▶ **Brief**:
Convert the items below into a two-column CSV with headers instruction and regions, one row per item, with the item's text under instruction and its answer under regions. Wrap each field in double quotes, replace line breaks with spaces, and leave the pictures out.

▶ **Data shown**:
┌────────
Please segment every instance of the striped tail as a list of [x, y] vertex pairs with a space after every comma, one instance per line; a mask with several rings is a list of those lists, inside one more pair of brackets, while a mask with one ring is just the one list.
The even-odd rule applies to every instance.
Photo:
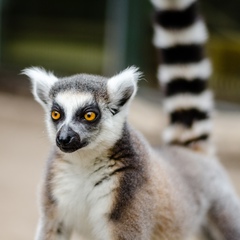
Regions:
[[207, 83], [211, 63], [206, 57], [207, 29], [197, 0], [151, 0], [155, 8], [154, 39], [160, 65], [158, 80], [169, 115], [163, 140], [213, 153], [213, 96]]

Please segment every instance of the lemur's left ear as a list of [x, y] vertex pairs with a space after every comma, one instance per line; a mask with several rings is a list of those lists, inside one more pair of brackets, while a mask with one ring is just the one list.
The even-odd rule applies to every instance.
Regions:
[[108, 80], [107, 90], [110, 98], [109, 107], [118, 112], [137, 92], [137, 81], [142, 73], [136, 67], [130, 67]]
[[38, 67], [26, 68], [22, 73], [27, 75], [32, 82], [32, 93], [35, 100], [46, 108], [50, 88], [58, 81], [58, 78], [45, 69]]

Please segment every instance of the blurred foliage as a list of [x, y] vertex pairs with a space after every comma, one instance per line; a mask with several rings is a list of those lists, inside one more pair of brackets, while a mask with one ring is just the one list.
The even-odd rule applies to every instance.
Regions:
[[[2, 68], [37, 65], [59, 74], [103, 73], [110, 0], [2, 1]], [[149, 1], [124, 1], [129, 7], [125, 64], [140, 66], [148, 86], [157, 87]], [[214, 66], [210, 85], [218, 98], [240, 102], [240, 1], [200, 2], [210, 30], [207, 50]]]

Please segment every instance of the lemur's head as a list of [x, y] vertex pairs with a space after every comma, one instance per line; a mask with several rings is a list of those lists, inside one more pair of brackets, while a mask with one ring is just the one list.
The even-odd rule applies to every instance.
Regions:
[[36, 67], [23, 73], [45, 109], [50, 139], [66, 153], [109, 147], [120, 137], [140, 77], [135, 67], [111, 78], [88, 74], [57, 78]]

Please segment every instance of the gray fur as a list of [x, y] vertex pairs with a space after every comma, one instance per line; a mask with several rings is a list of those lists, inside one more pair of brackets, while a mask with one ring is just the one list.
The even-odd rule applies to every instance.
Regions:
[[[88, 144], [71, 153], [53, 144], [36, 240], [67, 240], [73, 229], [92, 240], [187, 240], [208, 218], [225, 239], [240, 239], [239, 200], [219, 162], [181, 147], [153, 149], [128, 125], [136, 73], [126, 71], [127, 84], [116, 78], [117, 100], [109, 79], [91, 75], [60, 79], [49, 89], [50, 138], [70, 126]], [[66, 118], [54, 125], [48, 115], [58, 101]], [[123, 103], [115, 114], [111, 101]], [[93, 102], [101, 112], [98, 122], [76, 118], [77, 109]]]

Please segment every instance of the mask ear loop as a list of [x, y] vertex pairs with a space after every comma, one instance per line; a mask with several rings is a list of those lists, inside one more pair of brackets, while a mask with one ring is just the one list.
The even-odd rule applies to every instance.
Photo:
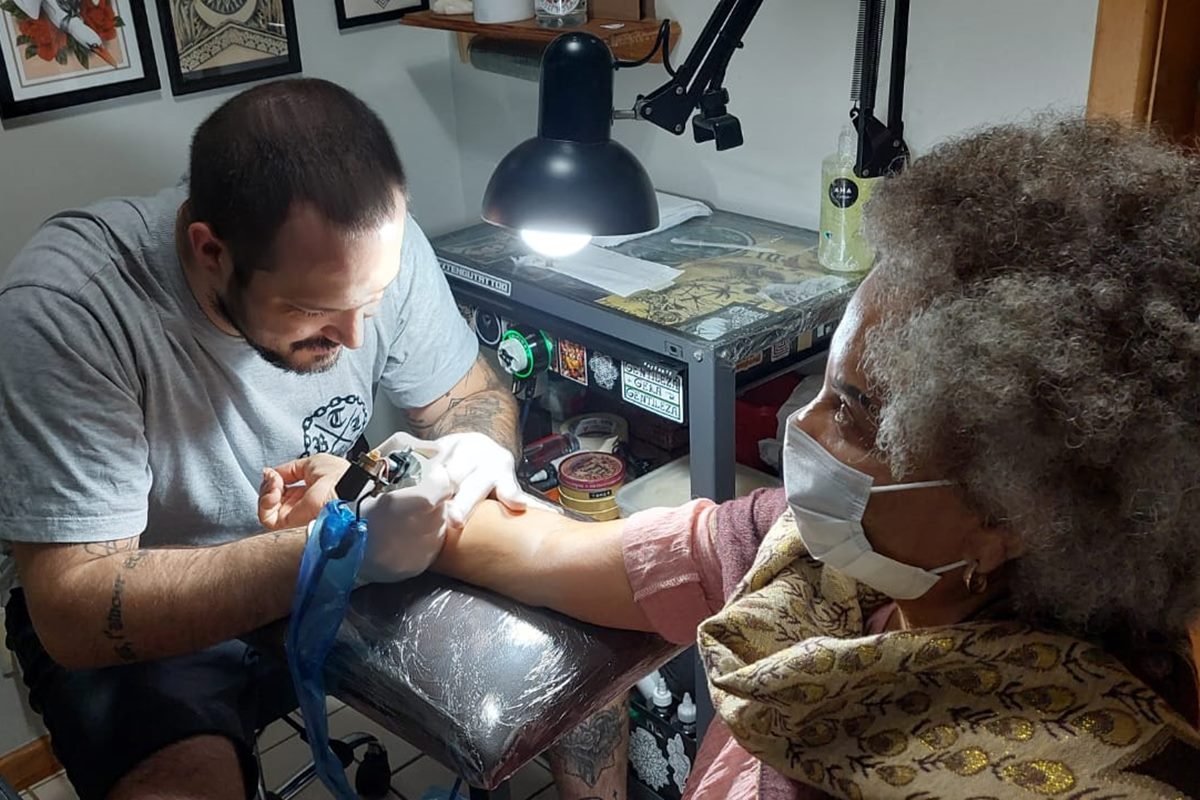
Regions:
[[906, 492], [908, 489], [931, 489], [937, 486], [954, 486], [954, 481], [918, 481], [916, 483], [888, 483], [872, 486], [871, 492]]
[[972, 595], [988, 591], [988, 573], [979, 572], [979, 561], [972, 559], [967, 563], [967, 569], [962, 572], [962, 583]]

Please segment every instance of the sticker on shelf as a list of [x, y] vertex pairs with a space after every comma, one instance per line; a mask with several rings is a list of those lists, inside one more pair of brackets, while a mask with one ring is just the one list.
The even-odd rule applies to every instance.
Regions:
[[588, 385], [588, 349], [576, 342], [558, 339], [558, 374]]
[[457, 278], [464, 283], [473, 283], [481, 289], [502, 294], [505, 297], [512, 296], [512, 284], [504, 278], [498, 278], [494, 275], [488, 275], [487, 272], [481, 272], [462, 264], [448, 261], [444, 258], [439, 258], [438, 263], [442, 265], [442, 271], [451, 278]]
[[620, 398], [672, 422], [683, 423], [683, 375], [677, 372], [623, 361]]
[[617, 368], [612, 356], [604, 353], [593, 353], [588, 360], [588, 366], [592, 367], [592, 379], [596, 386], [608, 392], [617, 387], [620, 369]]

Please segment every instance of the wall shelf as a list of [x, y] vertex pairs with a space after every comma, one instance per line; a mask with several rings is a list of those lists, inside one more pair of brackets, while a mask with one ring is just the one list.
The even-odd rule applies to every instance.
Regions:
[[[636, 61], [654, 47], [654, 40], [659, 36], [659, 26], [662, 24], [662, 20], [589, 19], [586, 24], [575, 28], [542, 28], [534, 19], [503, 25], [484, 25], [476, 23], [470, 14], [436, 14], [432, 11], [419, 11], [406, 14], [400, 20], [400, 24], [458, 34], [458, 54], [463, 58], [463, 61], [467, 60], [467, 43], [472, 36], [487, 36], [490, 38], [506, 38], [522, 42], [544, 42], [548, 44], [559, 34], [566, 34], [572, 30], [583, 30], [599, 37], [618, 59]], [[679, 42], [680, 32], [679, 23], [672, 20], [672, 48]], [[662, 54], [656, 53], [653, 61], [662, 61]]]

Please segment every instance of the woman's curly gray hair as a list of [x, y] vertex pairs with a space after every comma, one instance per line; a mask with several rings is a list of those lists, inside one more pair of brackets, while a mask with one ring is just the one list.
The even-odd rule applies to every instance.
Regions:
[[1027, 552], [1025, 616], [1177, 634], [1200, 606], [1200, 160], [1116, 124], [948, 143], [881, 187], [878, 449]]

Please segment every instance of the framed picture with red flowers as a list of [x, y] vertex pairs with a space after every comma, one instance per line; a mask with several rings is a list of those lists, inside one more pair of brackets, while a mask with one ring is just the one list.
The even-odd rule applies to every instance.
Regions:
[[342, 30], [400, 19], [414, 11], [427, 11], [430, 0], [334, 0], [337, 26]]
[[158, 22], [176, 95], [300, 72], [292, 0], [158, 0]]
[[158, 89], [142, 0], [0, 1], [0, 118]]

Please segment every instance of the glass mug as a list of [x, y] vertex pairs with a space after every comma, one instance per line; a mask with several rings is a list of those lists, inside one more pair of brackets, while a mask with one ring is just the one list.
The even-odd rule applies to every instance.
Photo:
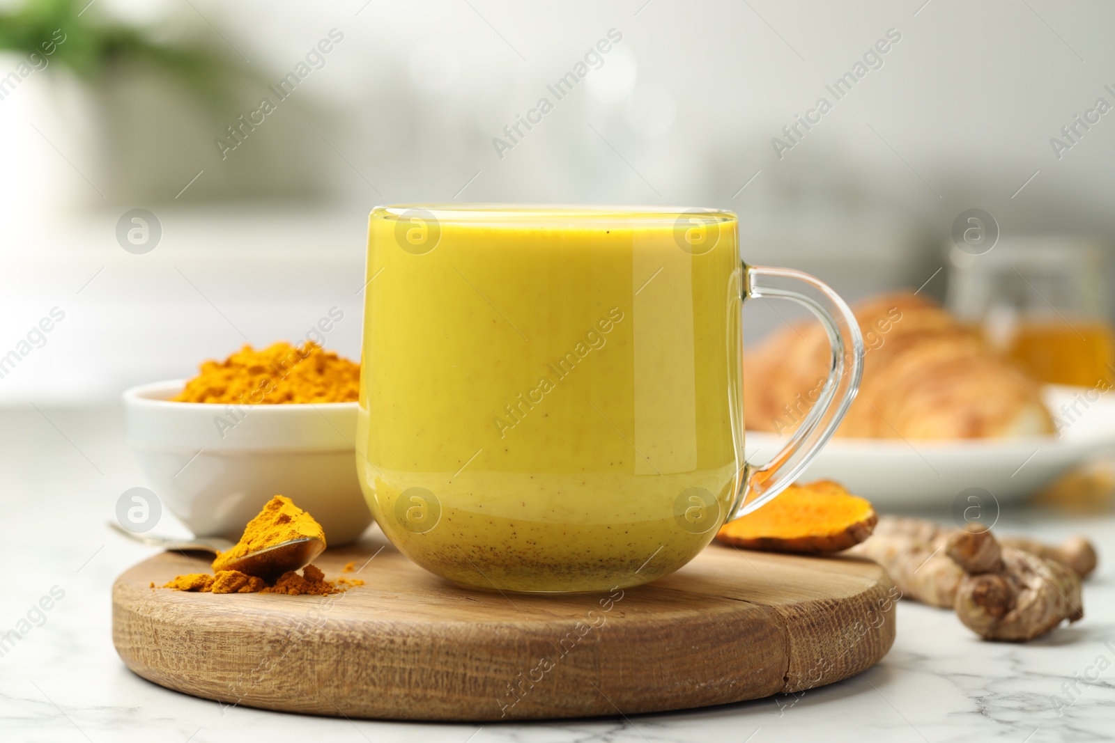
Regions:
[[[374, 209], [356, 461], [391, 542], [465, 586], [607, 590], [672, 573], [793, 482], [855, 397], [863, 342], [816, 278], [741, 263], [736, 227], [707, 209]], [[833, 350], [763, 466], [744, 462], [741, 407], [756, 296], [807, 306]]]

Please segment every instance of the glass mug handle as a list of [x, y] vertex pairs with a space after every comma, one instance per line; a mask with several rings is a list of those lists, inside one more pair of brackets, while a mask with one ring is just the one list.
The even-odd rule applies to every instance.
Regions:
[[[783, 289], [772, 281], [778, 278], [788, 278], [812, 286], [828, 301], [835, 312], [825, 309], [821, 302], [801, 292]], [[744, 465], [741, 497], [737, 501], [735, 512], [731, 514], [733, 519], [750, 514], [756, 508], [769, 502], [772, 498], [797, 479], [835, 433], [836, 428], [844, 419], [844, 413], [847, 412], [852, 401], [855, 400], [856, 392], [860, 391], [860, 380], [863, 377], [863, 335], [860, 333], [860, 325], [847, 303], [827, 284], [793, 268], [772, 268], [744, 264], [744, 301], [756, 297], [789, 300], [807, 307], [824, 325], [832, 353], [828, 378], [825, 380], [821, 394], [805, 420], [791, 437], [789, 442], [765, 465]], [[834, 314], [847, 325], [852, 339], [851, 354], [847, 353], [847, 345]], [[832, 409], [831, 416], [826, 420], [826, 413], [830, 412], [830, 409]]]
└────────
▶ **Solution**:
instruction,regions
"Please segment every instance of the striped tail as a list of [x, y] vertex pairs with a space after every comma, one instance per line; a mask with several rings is a list of those lists, inside one more pair of brackets, while a mask with one ring is just the one list. The even-odd rule applies to every instance. Photo: Regions:","[[207, 83], [211, 63], [206, 57], [207, 29], [197, 0], [151, 0], [155, 8], [154, 39], [160, 65], [158, 80], [169, 115], [163, 140], [213, 153], [213, 96]]"
"Please segment every instance of the lemur's left ear as a list of [x, y] vertex pairs with a space after every comma, one instance per line; a mask with several rings is a list of those lists, inside one more pair of brackets, while a mask with one ring is just the one list. The even-odd rule applies to every instance. Regions:","[[108, 80], [107, 90], [110, 98], [109, 107], [118, 112], [137, 92], [137, 81], [142, 73], [136, 67], [130, 67]] [[38, 67], [26, 68], [22, 73], [27, 75], [32, 82], [32, 93], [35, 100], [46, 108], [50, 88], [58, 81], [58, 78], [45, 69]]"
"Please segment every instance of the blurred foliage as a list of [x, y] vertex pairs with a space after every comma, one instance per line; a mask with several rings is a list of those lists, inside one more pair of brackets, while a mask with one ring is just the one list. The even-odd rule applies to every instance. Regions:","[[[2, 68], [37, 65], [59, 74], [103, 73], [110, 0], [2, 1]], [[149, 1], [124, 1], [129, 7], [125, 64], [140, 66], [148, 86], [157, 87]], [[214, 66], [210, 85], [218, 98], [240, 102], [240, 1], [200, 2], [210, 30], [207, 50]]]"
"Please segment every instance of the lemur's head as a list of [x, y] vertex pairs with a space after every comma, one instance per line; a mask with several rings is a list of those lists, inside one more pair of brackets, while a mask with one ring is just the one list. The even-odd rule applies to every instance. Regions:","[[36, 67], [23, 73], [45, 109], [50, 139], [66, 153], [109, 147], [120, 137], [140, 77], [135, 67], [111, 78], [88, 74], [57, 78]]"
"Please segment every instance of the gray fur as a list of [x, y] vertex pairs with a space after every comma, one instance per line; a mask with several rings is a list of those lists, inside one more pair of brackets, while a mask with one ring is just the one list. The even-odd rule applies to every instance. Regions:","[[[88, 144], [71, 153], [53, 144], [36, 240], [67, 240], [73, 229], [92, 240], [187, 240], [208, 218], [225, 239], [240, 239], [239, 200], [219, 162], [181, 147], [153, 149], [128, 125], [136, 73], [126, 71], [127, 84], [116, 78], [117, 100], [109, 79], [91, 75], [60, 79], [49, 89], [50, 138], [70, 126]], [[66, 118], [54, 125], [48, 115], [58, 101]], [[123, 103], [115, 114], [111, 101]], [[93, 102], [101, 112], [98, 122], [76, 118], [77, 109]]]"
"Please segment every instance of the mask ear loop as a list of [x, y] vertex pairs with a space after every comma, one instance per line; a mask with several rings is a list of those lists, inside one more pair of brackets, while a mask with one ring is just the one list. The even-odd rule applies to every instance. Photo: Regions:","[[906, 492], [908, 489], [931, 489], [937, 486], [954, 486], [954, 481], [918, 481], [916, 483], [888, 483], [872, 486], [871, 492]] [[972, 595], [988, 591], [988, 573], [979, 572], [979, 561], [972, 559], [967, 563], [967, 569], [962, 572], [962, 583]]"
"Please segment every instance of the sticker on shelf as a list of [x, y] vertex pairs with a space after every comma, one instance per line; a mask with several rings is a list of those lists, inside one more pair of brackets, while a mask with one ring is just the one list. The even-odd rule applies to every instance. Regions:","[[588, 385], [588, 349], [576, 342], [558, 339], [558, 374]] [[457, 278], [464, 283], [473, 283], [481, 289], [502, 294], [505, 297], [512, 296], [512, 284], [504, 278], [498, 278], [494, 275], [488, 275], [487, 272], [481, 272], [462, 264], [448, 261], [444, 258], [439, 258], [438, 263], [442, 265], [442, 271], [451, 278]] [[620, 398], [672, 422], [683, 423], [683, 375], [677, 372], [623, 361]] [[617, 368], [612, 356], [604, 353], [593, 353], [588, 360], [588, 366], [592, 367], [592, 379], [596, 386], [608, 392], [617, 387], [620, 369]]"
"Please segment every instance of the wall shelf as a list of [x, y] vertex pairs with a space after every comma, one instance per line; a mask with several rings is a list of those lists, inside one more pair of brackets, while a mask with one ring is just the one list. The even-odd rule applies to every instance. Regions:","[[[636, 61], [654, 47], [654, 40], [659, 36], [659, 26], [662, 24], [662, 20], [589, 19], [586, 24], [575, 28], [542, 28], [534, 19], [503, 25], [484, 25], [476, 23], [470, 14], [436, 14], [432, 11], [419, 11], [406, 14], [400, 20], [400, 24], [458, 34], [458, 54], [463, 58], [463, 61], [467, 60], [467, 43], [472, 36], [487, 36], [490, 38], [506, 38], [522, 42], [544, 42], [548, 44], [559, 34], [566, 34], [572, 30], [583, 30], [599, 37], [618, 59]], [[679, 42], [680, 32], [679, 23], [672, 20], [672, 48]], [[662, 54], [656, 53], [653, 61], [662, 61]]]"
"Please segment every instance of the woman's curly gray hair as a list of [x, y] vertex pairs with a space after every comma, one instance per line; a mask with several rings is a list of those lists, inside one more pair of brackets, while a mask with one ring is just the one list. The even-odd rule applies to every instance. Regions:","[[1027, 552], [1025, 616], [1177, 634], [1200, 606], [1200, 160], [1116, 124], [948, 143], [881, 187], [878, 449]]"
"Please segment every instance of the framed picture with red flowers as a list of [x, y] vertex pairs with a space after every comma, one instance per line; a mask with several rings is a list of those lists, inside one more pair of brackets, while a mask with one ring is just the one list. The even-odd rule applies to every instance. Regions:","[[342, 30], [400, 19], [414, 11], [427, 11], [430, 0], [334, 0], [337, 26]] [[158, 22], [176, 95], [300, 72], [292, 0], [158, 0]] [[158, 89], [142, 0], [0, 1], [0, 118]]"
"Please segment every instance of the glass mug as a list of [x, y] vertex pairs with a space after every comma, one instance per line; a mask with several rings is a list of those lists, inside one more pair of brackets, while a mask with one ring is just the one list. The even-odd rule applies to every instance. Photo: Regions:","[[[374, 209], [356, 461], [391, 542], [465, 586], [607, 590], [672, 573], [793, 482], [855, 397], [863, 342], [816, 278], [741, 263], [736, 227], [707, 209]], [[833, 350], [763, 466], [744, 462], [741, 407], [756, 296], [807, 306]]]"
"Please segment every instance of the glass mug handle as a list of [x, y] vertex pairs with a space after every comma, one instance per line; a mask with several rings is a list of those lists, inside one more pair of brackets, while a mask with one ring is just the one list. The even-odd rule applies to every instance. Regions:","[[[783, 289], [772, 281], [778, 278], [788, 278], [812, 286], [828, 301], [835, 312], [825, 309], [821, 302], [801, 292]], [[744, 465], [741, 497], [737, 501], [735, 512], [731, 514], [733, 519], [750, 514], [756, 508], [769, 502], [772, 498], [797, 479], [835, 433], [836, 428], [844, 419], [844, 413], [847, 412], [852, 401], [855, 400], [856, 392], [860, 391], [860, 380], [863, 377], [863, 335], [860, 333], [860, 325], [847, 303], [827, 284], [793, 268], [772, 268], [744, 264], [744, 301], [756, 297], [789, 300], [807, 307], [824, 325], [832, 353], [828, 378], [825, 380], [821, 394], [805, 420], [791, 437], [789, 442], [765, 465]], [[834, 314], [847, 325], [852, 339], [851, 354], [847, 353], [847, 345]], [[832, 409], [831, 416], [826, 420], [826, 413], [830, 412], [830, 409]]]"